1031 and tax

I had two small condo which I plan to sell and use the profit in a 1031 exchange into a house for my family. Now if I live there for 2 years and then decide to sell the house, would I still have to pay taxes on the profit? I know that any profit you use to finance another property in a 1031 exchange still must be paid when you sell that 2nd property. But what if I use that 2nd property as my primary residence for 2 years? Wouldn’t the laws allow me to keep up to 250k of profit without tax?

Under the 1031 rules, the replacment property in your exchange can not be your primary residence.

Your replacement property should be “intended” to be investment property. The 1031 Exchange allows you to defer taxes to build wealth through investment like-kind properties. But there are exit strategies that I know have worked where the replacement property, which was “intended” as an investment became the primary residence of the investor. Once this is done, the property would fit the 2 out of 5 rule.

If you haven’t noticed, INTENT is the keyword here. If the IRS can prove that you intended to move into your replacement property then your 1031 could be nullified and you would be held fully taxable at cap gains rate. If not then you’re safe. Any Qualified Intermediary will tell you to speak with your CPA and let them know what you’re trying to do and what your tax advantages would be.

WRITTEN REQUEST 1:
In the discussion of 1031 exchanges and tax, what is stated on each point below?
(a) How many small condos did the person asking the question have?
(b) Under the 1031 rules, what can the replacement property not be?
(c) Which word is called the keyword?

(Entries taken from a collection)
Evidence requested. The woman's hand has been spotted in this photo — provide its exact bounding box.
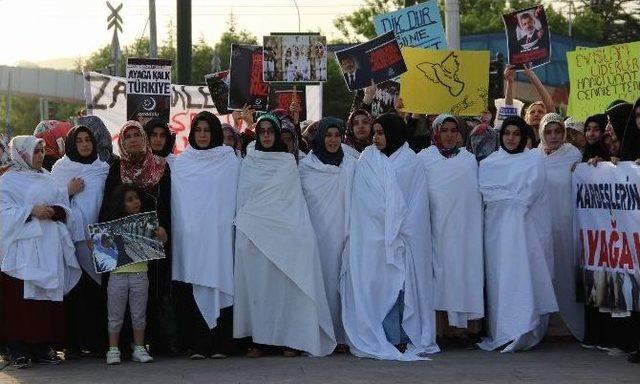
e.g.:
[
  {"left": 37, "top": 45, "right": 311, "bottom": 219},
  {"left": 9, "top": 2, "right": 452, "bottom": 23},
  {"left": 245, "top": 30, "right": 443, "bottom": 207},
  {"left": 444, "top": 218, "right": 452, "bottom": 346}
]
[
  {"left": 156, "top": 227, "right": 169, "bottom": 243},
  {"left": 67, "top": 177, "right": 84, "bottom": 197},
  {"left": 31, "top": 205, "right": 55, "bottom": 220}
]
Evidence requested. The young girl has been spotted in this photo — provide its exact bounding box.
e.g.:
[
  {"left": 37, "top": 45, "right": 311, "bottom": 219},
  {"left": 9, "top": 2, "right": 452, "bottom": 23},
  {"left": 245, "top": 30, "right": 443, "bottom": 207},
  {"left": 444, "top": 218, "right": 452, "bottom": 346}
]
[{"left": 102, "top": 184, "right": 167, "bottom": 364}]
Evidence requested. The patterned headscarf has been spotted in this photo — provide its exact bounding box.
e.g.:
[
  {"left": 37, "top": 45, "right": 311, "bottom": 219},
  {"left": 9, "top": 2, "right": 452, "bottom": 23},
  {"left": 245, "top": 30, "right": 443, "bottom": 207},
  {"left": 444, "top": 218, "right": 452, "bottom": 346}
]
[
  {"left": 33, "top": 120, "right": 71, "bottom": 159},
  {"left": 118, "top": 120, "right": 166, "bottom": 189},
  {"left": 78, "top": 116, "right": 113, "bottom": 163},
  {"left": 9, "top": 135, "right": 46, "bottom": 172}
]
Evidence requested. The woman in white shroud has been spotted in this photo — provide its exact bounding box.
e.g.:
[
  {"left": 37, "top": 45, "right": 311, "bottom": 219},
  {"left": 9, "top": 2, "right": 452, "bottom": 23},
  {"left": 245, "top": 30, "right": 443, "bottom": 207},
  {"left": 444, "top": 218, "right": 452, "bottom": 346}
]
[
  {"left": 535, "top": 113, "right": 584, "bottom": 341},
  {"left": 340, "top": 114, "right": 439, "bottom": 361},
  {"left": 478, "top": 116, "right": 558, "bottom": 352},
  {"left": 233, "top": 114, "right": 336, "bottom": 357},
  {"left": 169, "top": 111, "right": 240, "bottom": 360},
  {"left": 299, "top": 117, "right": 356, "bottom": 344},
  {"left": 418, "top": 114, "right": 484, "bottom": 347},
  {"left": 51, "top": 125, "right": 109, "bottom": 359},
  {"left": 0, "top": 136, "right": 81, "bottom": 368}
]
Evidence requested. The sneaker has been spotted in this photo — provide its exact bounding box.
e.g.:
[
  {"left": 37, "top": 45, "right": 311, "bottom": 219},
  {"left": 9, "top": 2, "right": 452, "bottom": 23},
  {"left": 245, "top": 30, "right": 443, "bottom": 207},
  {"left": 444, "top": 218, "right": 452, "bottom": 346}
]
[
  {"left": 107, "top": 348, "right": 122, "bottom": 365},
  {"left": 34, "top": 348, "right": 62, "bottom": 365},
  {"left": 131, "top": 345, "right": 153, "bottom": 363}
]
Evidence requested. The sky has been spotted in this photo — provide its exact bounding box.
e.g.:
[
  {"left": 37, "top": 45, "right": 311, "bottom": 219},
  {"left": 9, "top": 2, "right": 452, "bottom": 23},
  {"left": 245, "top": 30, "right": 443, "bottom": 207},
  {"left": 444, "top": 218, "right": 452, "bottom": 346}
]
[{"left": 0, "top": 0, "right": 364, "bottom": 65}]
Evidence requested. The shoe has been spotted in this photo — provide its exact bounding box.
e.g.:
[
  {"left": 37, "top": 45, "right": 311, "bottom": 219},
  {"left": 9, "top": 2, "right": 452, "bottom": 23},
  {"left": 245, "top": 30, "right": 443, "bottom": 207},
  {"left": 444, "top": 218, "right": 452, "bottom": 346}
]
[
  {"left": 131, "top": 345, "right": 153, "bottom": 363},
  {"left": 246, "top": 347, "right": 264, "bottom": 358},
  {"left": 35, "top": 348, "right": 62, "bottom": 365},
  {"left": 11, "top": 356, "right": 31, "bottom": 369},
  {"left": 107, "top": 348, "right": 122, "bottom": 365}
]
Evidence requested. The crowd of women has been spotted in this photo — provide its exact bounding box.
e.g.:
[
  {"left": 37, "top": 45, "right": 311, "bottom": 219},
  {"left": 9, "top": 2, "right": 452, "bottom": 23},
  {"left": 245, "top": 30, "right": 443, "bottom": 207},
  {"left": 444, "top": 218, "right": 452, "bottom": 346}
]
[{"left": 0, "top": 67, "right": 640, "bottom": 368}]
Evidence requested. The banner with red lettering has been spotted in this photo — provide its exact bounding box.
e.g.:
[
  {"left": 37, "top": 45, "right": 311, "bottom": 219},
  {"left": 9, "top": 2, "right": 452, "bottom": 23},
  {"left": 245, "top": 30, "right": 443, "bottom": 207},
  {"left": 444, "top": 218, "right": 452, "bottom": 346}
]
[
  {"left": 336, "top": 31, "right": 407, "bottom": 91},
  {"left": 228, "top": 44, "right": 269, "bottom": 111},
  {"left": 573, "top": 162, "right": 640, "bottom": 313}
]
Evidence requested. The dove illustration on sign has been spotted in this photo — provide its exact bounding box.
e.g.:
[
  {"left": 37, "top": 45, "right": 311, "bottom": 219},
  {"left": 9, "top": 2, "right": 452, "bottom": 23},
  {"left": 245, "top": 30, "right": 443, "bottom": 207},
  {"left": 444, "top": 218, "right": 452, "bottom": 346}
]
[{"left": 416, "top": 52, "right": 464, "bottom": 97}]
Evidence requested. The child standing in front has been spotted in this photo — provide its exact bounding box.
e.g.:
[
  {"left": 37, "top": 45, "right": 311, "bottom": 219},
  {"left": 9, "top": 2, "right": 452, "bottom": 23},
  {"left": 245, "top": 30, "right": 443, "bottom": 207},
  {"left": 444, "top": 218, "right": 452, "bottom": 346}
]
[{"left": 102, "top": 184, "right": 167, "bottom": 364}]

WRITTEN REQUEST 2: Can you gather every line of the listing that contains the string "woman"? Case counts.

FULL SOLUTION 1:
(a) Two.
(b) The primary residence.
(c) INTENT.

FULL SOLUTION 2:
Evidence requested. The woman's hand has been spotted in this photo — provide its exact bounding box.
Evidence requested. The woman in white shroud has been spotted in this photo — provide its exact bounding box.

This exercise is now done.